# Hydraulic Disc Brake questions



## Chess (21 Apr 2017)

Hi all.
Wanting to upgrade my pads (worn already) and am looking for advice and links/recommendations from you more experienced fellows.

Also can anyone advise me on the correct "Bedding in" procedure as I've heard of this but information seems varied and I'm not sure of the correct method.

The bike:- Carerra Vulcan E.
Brakes:- Hydraulic Disc. Brake Brand/model, not sure as they are not specifically noted in the specs/or handbook. Suspect they are lower end Tektro or Clark's, but theirs no label on them which I find unusual ? Anyone know what they are ?

Recommendations and links to the best pads would be greatly appreciated.
Thanks in advance for the help, and hope you all have a good weekend.

Cheers.
Chess... .


----------



## Yellow Saddle (21 Apr 2017)

https://www.cyclechat.net/threads/another-noisy-disc-brake-thread.200324/


----------



## Chess (21 Apr 2017)

Hi Yellow Saddle.
Thanks for that link. An excellent comprehensive thread.
Still not sure which replacement pads to get for improved performance. What do you recommend ?
If it helps, here's a PIC of my existing ones, they measure 32x16mm.
Cheers.


----------



## Klassikbike (27 Apr 2017)

One of the following 4 from Shimano should fit:
G04Ti (Metal)

WHAT YOU WILL DO:
1 - Decide whether each statement below agrees with the disc brake thread. Answer yes or no for each and quote the deciding words from the thread.
(a) Chess's existing pads measure 32x16mm.
(b) Chess's brakes have a label that names their brand.
(c) Klassikbike recommends pads from Shimano.
2 - Continue the disc brake thread from the point where it stops.

PROVIDED MATERIAL:
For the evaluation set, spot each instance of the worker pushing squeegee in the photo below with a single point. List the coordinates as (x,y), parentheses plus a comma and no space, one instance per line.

ANSWERS FOR THE TASKS:
1 -
(a) Yes: "they measure 32x16mm."
(b) No: "theirs no label on them"
(c) Yes: "One of the following 4 from Shimano should fit:"

2 -
G04S (Metal)
G02A (Resin)
G02S (Resin)

In general Metal:
Can be noisier when wet, more durable, strong braking performance when hot

Resin: 
Stronger more aggressive bite, less durable, less noisy when wet.


----------



## Yellow Saddle (27 Apr 2017)

Chess said:


> Hi Yellow Saddle.
> Thanks for that link. An excellent comprehensive thread.
> Still not sure which replacement pads to get for improved performance. What do you recommend ?
> If it helps, here's a PIC of my existing ones, they measure 32x16mm.
> ...



Sorry Chess, I overlooked this post of yours for some reason. Klassikbike posted examples of Shimano pads that will fit. However, I can't answer your questions. I need to know what discs you have and what sort of performance are you expecting to improve? I.e. what sort of riding are you doing and how does present performance lack?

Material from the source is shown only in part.